┏━━

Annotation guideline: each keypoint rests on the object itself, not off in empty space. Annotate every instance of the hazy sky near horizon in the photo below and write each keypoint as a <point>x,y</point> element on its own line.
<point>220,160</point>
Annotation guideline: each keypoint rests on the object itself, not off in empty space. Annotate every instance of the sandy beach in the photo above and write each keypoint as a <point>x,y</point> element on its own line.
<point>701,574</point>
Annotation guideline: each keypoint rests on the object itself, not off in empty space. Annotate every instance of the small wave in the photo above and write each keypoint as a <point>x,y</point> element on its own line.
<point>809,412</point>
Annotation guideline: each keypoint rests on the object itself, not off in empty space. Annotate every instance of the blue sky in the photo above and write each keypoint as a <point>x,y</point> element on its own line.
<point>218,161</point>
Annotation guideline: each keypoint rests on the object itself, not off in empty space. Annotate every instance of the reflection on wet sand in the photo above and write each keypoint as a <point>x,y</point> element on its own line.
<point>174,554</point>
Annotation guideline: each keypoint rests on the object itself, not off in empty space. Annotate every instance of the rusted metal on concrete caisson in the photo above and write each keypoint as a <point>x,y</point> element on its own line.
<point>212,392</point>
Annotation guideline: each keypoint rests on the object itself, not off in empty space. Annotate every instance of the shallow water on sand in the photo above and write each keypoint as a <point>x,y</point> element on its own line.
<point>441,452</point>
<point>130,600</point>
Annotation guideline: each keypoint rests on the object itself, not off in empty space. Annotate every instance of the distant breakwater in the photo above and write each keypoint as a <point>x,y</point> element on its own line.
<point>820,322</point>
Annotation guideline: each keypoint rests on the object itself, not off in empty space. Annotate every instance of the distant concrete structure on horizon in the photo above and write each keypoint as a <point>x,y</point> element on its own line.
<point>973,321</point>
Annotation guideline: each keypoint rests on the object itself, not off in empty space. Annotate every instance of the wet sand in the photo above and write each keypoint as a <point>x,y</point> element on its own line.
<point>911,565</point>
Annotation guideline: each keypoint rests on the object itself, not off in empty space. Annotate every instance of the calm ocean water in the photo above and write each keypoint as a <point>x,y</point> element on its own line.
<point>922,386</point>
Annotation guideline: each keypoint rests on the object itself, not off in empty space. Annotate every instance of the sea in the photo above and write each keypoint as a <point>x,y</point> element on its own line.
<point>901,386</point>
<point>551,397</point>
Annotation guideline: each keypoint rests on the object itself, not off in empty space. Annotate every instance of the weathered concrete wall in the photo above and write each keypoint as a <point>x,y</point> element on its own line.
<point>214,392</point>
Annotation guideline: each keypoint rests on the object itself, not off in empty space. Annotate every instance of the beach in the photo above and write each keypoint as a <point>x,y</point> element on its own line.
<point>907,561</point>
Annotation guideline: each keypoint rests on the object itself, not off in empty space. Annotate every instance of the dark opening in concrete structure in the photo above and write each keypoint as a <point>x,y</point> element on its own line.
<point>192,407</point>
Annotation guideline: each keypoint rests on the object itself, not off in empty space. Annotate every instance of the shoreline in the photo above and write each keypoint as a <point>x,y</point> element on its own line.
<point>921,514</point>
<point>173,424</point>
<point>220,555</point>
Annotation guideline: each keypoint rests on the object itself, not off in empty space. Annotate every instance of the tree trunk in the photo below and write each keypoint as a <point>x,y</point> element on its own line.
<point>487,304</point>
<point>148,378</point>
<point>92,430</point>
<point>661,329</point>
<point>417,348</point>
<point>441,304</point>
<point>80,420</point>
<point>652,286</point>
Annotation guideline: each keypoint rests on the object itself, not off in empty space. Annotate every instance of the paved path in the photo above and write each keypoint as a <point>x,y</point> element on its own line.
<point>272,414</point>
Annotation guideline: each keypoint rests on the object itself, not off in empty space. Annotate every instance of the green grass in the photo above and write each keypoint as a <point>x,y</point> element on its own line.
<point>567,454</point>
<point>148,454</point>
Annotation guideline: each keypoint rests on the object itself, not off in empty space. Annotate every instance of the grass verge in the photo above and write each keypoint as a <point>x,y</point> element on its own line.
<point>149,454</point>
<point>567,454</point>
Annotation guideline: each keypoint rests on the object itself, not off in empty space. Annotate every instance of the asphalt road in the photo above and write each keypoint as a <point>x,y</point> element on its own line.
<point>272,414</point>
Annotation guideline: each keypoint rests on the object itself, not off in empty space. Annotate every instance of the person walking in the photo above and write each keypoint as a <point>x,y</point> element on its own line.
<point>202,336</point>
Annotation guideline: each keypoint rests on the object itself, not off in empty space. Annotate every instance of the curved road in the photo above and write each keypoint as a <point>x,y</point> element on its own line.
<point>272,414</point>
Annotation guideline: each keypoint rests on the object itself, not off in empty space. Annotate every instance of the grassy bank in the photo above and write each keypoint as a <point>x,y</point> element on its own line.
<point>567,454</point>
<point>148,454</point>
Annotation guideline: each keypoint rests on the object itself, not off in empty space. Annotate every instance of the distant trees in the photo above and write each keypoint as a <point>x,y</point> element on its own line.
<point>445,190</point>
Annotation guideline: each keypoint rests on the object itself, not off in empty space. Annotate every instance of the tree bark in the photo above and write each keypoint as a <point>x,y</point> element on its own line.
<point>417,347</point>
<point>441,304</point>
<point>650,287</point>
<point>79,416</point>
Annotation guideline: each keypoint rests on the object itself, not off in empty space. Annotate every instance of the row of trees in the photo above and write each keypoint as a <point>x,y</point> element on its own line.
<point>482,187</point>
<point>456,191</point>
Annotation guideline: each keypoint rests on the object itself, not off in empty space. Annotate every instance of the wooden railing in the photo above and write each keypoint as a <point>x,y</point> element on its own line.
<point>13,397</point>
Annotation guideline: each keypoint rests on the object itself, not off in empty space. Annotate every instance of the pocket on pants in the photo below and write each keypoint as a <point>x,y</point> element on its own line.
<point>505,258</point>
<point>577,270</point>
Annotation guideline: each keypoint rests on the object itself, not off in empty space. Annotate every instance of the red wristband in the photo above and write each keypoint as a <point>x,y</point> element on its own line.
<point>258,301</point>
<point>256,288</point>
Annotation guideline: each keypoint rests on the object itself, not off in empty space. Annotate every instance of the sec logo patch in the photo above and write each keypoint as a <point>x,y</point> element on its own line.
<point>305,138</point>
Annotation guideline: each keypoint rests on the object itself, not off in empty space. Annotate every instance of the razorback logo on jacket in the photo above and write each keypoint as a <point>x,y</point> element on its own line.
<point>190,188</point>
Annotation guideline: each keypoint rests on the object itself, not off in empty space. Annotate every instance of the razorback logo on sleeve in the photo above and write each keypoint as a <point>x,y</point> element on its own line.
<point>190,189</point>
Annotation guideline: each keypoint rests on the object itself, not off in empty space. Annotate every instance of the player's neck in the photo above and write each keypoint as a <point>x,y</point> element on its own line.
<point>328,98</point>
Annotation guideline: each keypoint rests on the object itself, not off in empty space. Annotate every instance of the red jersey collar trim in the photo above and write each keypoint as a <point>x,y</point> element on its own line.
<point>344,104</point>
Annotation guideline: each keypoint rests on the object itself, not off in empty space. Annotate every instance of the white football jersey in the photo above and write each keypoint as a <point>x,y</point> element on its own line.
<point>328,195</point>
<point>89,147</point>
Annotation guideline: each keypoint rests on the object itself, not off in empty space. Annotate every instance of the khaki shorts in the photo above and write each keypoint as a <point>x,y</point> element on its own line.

┗━━

> **Action item**
Take the records shown above and output them again exactly.

> **Your solution**
Annotation guideline: each keypoint rests on the object itself, not off in empty space. Annotate every instance of the hazy sky near horizon in the photo below and write each keypoint as a <point>x,y</point> element on its own line.
<point>220,160</point>
Annotation guideline: each keypoint rests on the object itself, not off in empty space. Annotate every instance of the sandy beach in the photo above and write each keypoint as a <point>x,y</point> element on its own line.
<point>701,574</point>
Annotation guideline: each keypoint rests on the object itself, not off in empty space. Annotate every instance of the small wave in the photo above and write each keypoint as a <point>x,y</point> element on its own line.
<point>809,412</point>
Annotation guideline: each keypoint rests on the object itself, not off in empty space. Annotate every instance of the blue sky in the photo above and write each keypoint as a <point>x,y</point> element on its own line.
<point>218,161</point>
Annotation guideline: each keypoint rests on the object itself, not off in empty space. Annotate every instance of the reflection on wet sand in the photo above and write each keypoint as a <point>x,y</point> element on its own line.
<point>174,554</point>
Annotation guideline: each keypoint rests on the object itself, not off in empty space. Annotate every instance of the rusted metal on concrete caisson in the photo above and write each keypoint as a <point>x,y</point> element on its own line.
<point>212,392</point>
Annotation guideline: each keypoint rests on the object itself, not off in empty space. Annotate every instance of the shallow water on sand in the photo above and write each keypoint as a <point>x,y</point> element on its own line.
<point>441,452</point>
<point>130,600</point>
Annotation guideline: each keypoint rests on the object itself, not off in empty space. Annotate every instance of the distant breakwater in the photo above and write each keypoint as a <point>x,y</point> element on its own line.
<point>820,322</point>
Annotation guideline: each keypoint rests on the object itself, not off in empty space. Annotate every instance of the distant concrete structure on horizon in the photo above and write each keypoint as a <point>x,y</point> element on its own line.
<point>973,321</point>
Annotation guideline: each keypoint rests on the object itself, not off in empty space. Annotate every instance of the wet sand in the photo above and write each keypoint as a <point>x,y</point> element on its own line.
<point>911,565</point>
Annotation guideline: each keypoint rests on the object itself, not off in empty space. Annotate every instance of the calm ocean water in the photo above and write each keypoint as a <point>x,y</point> element on its own line.
<point>922,386</point>
Annotation guideline: each keypoint rests on the object itself, not off in empty space. Annotate every instance of the sea in the photo above and write each keypoint as a <point>x,y</point> element on its own line.
<point>901,386</point>
<point>551,397</point>
Annotation guideline: each keypoint rests on the object itself, not off in empty space. Annotate every instance of the weathered concrete wall in the photo above and write each keypoint as a <point>x,y</point> element on its own line.
<point>214,392</point>
Annotation guideline: each keypoint rests on the object itself, not off in empty space. Annotate every instance of the beach in the photo above and write each keypoint as a <point>x,y</point> element on its own line.
<point>907,561</point>
Annotation guideline: each keypoint rests on the object itself, not off in empty space. Annotate every instance of the dark opening in concrete structure in the photo above and write each keypoint as a <point>x,y</point> element on its own line.
<point>192,407</point>
Annotation guideline: each keypoint rests on the object itself, not off in empty space. Annotate every instance of the shoreline in the photo above and write each keypoint as a <point>x,y</point> element on its own line.
<point>921,514</point>
<point>173,424</point>
<point>220,555</point>
Annotation guideline: each keypoint rests on the object itself, not off in empty space. Annotate every instance of the tree trunk in the photo below and write each keypoint as a <point>x,y</point> element on its own line.
<point>487,304</point>
<point>148,378</point>
<point>92,430</point>
<point>661,329</point>
<point>417,348</point>
<point>441,304</point>
<point>80,420</point>
<point>652,286</point>
Annotation guideline: each keypoint rests on the object itself, not off in empty space. Annotate every instance of the paved path in the photo above and write each keypoint as a <point>x,y</point> element on its own line.
<point>272,414</point>
Annotation guideline: each keypoint rests on the object itself, not off in empty space. Annotate every instance of the green grass in the photo above and write each keypoint as a <point>x,y</point> element on its own line.
<point>567,454</point>
<point>148,454</point>
Annotation guideline: each keypoint rests on the object itself, not off in empty space. Annotate every instance of the grass verge in the photo above and write each keypoint as a <point>x,y</point> element on its own line.
<point>149,454</point>
<point>567,454</point>
Annotation guideline: each keypoint rests on the object itself, not off in empty space. Annotate every instance of the asphalt road in the photo above and write each keypoint as a <point>x,y</point> element on its own line.
<point>272,414</point>
Annotation guideline: each keypoint rests on the object itself, not off in empty space. Annotate every instance of the person walking in the photo above and write each keypoint as a <point>x,y</point> element on its own line.
<point>202,336</point>
Annotation guideline: each keypoint rests on the object itself, not off in empty space. Annotate every instance of the curved road in the photo above and write each keypoint as a <point>x,y</point> element on its own line.
<point>272,414</point>
Annotation guideline: each keypoint rests on the object itself, not off in empty space. Annotate every instance of the grassy bank in the photo above and write each keypoint as a <point>x,y</point> element on its own line.
<point>567,454</point>
<point>148,454</point>
Annotation guideline: each keypoint rests on the object itself, not off in empty space. Annotate every instance of the distant trees in the photo above and write each keypoint as a <point>x,y</point> element on its own line.
<point>445,190</point>
Annotation guideline: each keypoint rests on the object itself, not off in empty space. Annotate every instance of the tree bark in the photo above and write each keypoint as a <point>x,y</point> element on its own line.
<point>417,347</point>
<point>441,304</point>
<point>650,287</point>
<point>79,416</point>
Annotation guideline: each keypoint rests on the object itself, not off in empty space. Annotate every instance of the row of trees in the photo above and write each keypoint as a <point>x,y</point> element on its own line.
<point>482,187</point>
<point>456,191</point>
Annotation guideline: each keypoint rests on the object itself, not off in empty space. Annotate every instance of the wooden railing in the photo above and write each keypoint as a <point>x,y</point> element on its own line.
<point>13,397</point>
Annotation guideline: each keypoint rests on the object itself, not off in empty space. Annotate every instance of the pocket on pants in the photo below and write each keypoint as a <point>x,y</point> element on its own line.
<point>505,258</point>
<point>577,270</point>
Annotation guideline: each keypoint rests on the object itself, not off in empty space. Annotate every instance of the red wristband in the photo above and write each keypoint as a <point>x,y</point> element on its own line.
<point>258,301</point>
<point>256,288</point>
Annotation guideline: each keypoint rests on the object itself, not off in empty space. Annotate every instance of the sec logo patch in the photo above and write each keypoint as a <point>x,y</point> element on its own line.
<point>305,138</point>
Annotation guideline: each keypoint rests on the object itself, not off in empty space. Annotate every instance of the razorback logo on jacket in the photo above and write each keypoint as a <point>x,y</point> element on its own line.
<point>190,188</point>
Annotation guideline: each keypoint rests on the object itself, not off in empty space. Annotate every instance of the razorback logo on sleeve in the photo above and write each keypoint as a <point>x,y</point> element on its own line.
<point>190,189</point>
Annotation guideline: each keypoint rests on the object itself, not off in empty space. Annotate every instance of the player's neck in the photo above and write each keypoint as a <point>x,y</point> element on its own line.
<point>328,98</point>
Annotation guideline: each keypoint rests on the object itself, not off in empty space. Annotate every instance of the red jersey collar trim in the photo above and write each keypoint as a <point>x,y</point> element on its own line.
<point>344,104</point>
Annotation guideline: each keypoint rests on the object itself, not off in empty space. Annotate every instance of the white football jersey in the photo above and write each keypoint as a <point>x,y</point> element on its own line.
<point>328,195</point>
<point>89,147</point>
Annotation guideline: each keypoint rests on the object itself, not off in empty space. Annotate every instance of the khaki shorts in the photo above and write each keypoint as a <point>x,y</point> element on its own line.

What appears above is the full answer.